- **Problem requirements**:
Identify each line of the records below that contains the word "fabric" and copy every such line in full, treating uppercase and lowercase letters as distinct.

(Image location labeling entries)
•••••

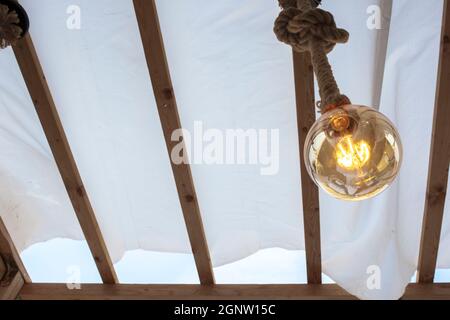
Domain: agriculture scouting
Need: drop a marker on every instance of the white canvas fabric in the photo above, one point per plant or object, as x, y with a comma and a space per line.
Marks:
229, 72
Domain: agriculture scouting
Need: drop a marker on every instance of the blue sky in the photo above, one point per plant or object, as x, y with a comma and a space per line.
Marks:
60, 260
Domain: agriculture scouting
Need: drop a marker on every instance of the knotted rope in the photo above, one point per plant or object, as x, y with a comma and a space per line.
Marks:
10, 31
311, 29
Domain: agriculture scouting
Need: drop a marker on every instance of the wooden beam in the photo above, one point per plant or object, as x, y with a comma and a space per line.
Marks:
306, 116
439, 162
34, 77
153, 44
9, 254
184, 292
10, 290
215, 292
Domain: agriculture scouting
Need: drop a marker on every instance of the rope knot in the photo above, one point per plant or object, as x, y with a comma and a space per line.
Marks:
299, 28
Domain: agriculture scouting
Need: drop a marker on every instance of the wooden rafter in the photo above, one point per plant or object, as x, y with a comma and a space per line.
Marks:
34, 77
11, 289
153, 44
306, 116
439, 162
215, 292
9, 254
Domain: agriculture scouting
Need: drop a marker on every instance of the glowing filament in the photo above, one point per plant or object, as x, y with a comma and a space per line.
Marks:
351, 155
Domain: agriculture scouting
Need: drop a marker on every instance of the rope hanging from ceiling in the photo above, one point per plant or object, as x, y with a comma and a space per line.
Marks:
14, 23
307, 28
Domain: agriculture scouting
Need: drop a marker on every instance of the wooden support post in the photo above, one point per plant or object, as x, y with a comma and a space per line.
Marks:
34, 77
155, 54
306, 116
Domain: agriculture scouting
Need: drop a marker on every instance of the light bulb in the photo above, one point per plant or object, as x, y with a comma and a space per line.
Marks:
353, 152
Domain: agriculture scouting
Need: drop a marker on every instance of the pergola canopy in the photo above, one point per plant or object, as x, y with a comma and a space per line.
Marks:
87, 156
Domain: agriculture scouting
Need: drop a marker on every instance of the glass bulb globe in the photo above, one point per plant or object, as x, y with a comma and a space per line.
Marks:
353, 152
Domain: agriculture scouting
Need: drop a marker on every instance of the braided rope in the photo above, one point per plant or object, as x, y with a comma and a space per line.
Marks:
10, 32
311, 29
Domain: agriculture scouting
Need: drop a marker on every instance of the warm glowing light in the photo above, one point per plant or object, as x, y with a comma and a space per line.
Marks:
353, 152
351, 155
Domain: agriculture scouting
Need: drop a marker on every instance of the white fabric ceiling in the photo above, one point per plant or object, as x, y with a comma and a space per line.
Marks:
229, 72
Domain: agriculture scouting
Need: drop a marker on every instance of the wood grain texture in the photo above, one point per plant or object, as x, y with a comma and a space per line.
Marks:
184, 292
8, 251
306, 116
216, 292
45, 107
153, 44
439, 162
13, 288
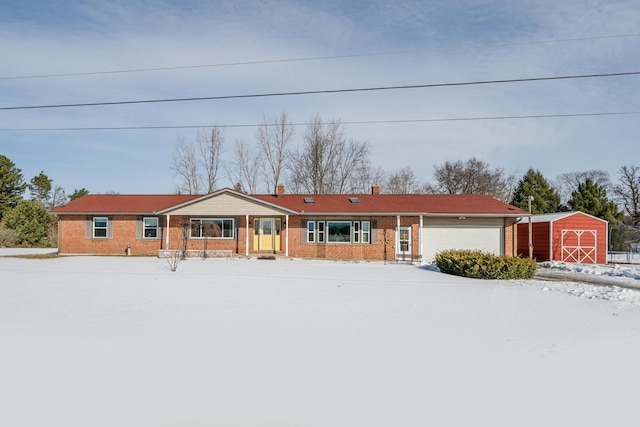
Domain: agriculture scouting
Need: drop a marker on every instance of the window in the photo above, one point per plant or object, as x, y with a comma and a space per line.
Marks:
150, 228
311, 231
366, 232
339, 231
320, 231
100, 226
217, 228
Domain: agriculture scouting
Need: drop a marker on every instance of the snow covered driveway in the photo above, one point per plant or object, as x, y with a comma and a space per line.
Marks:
100, 341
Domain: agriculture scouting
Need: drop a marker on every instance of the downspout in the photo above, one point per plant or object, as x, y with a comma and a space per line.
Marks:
286, 241
420, 240
551, 242
246, 237
397, 237
168, 229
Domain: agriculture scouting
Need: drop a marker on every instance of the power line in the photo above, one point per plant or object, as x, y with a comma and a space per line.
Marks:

•••••

- **Exercise result**:
Need: drop a marker on every instance of the white canvas fabric in the photo above, one point per plant or object, as x, y with a comma and a space per line.
Need: drop a marker on every instance of the white fabric ceiling in the photo above, one point per plant or object, as x, y with a comma and a space per line.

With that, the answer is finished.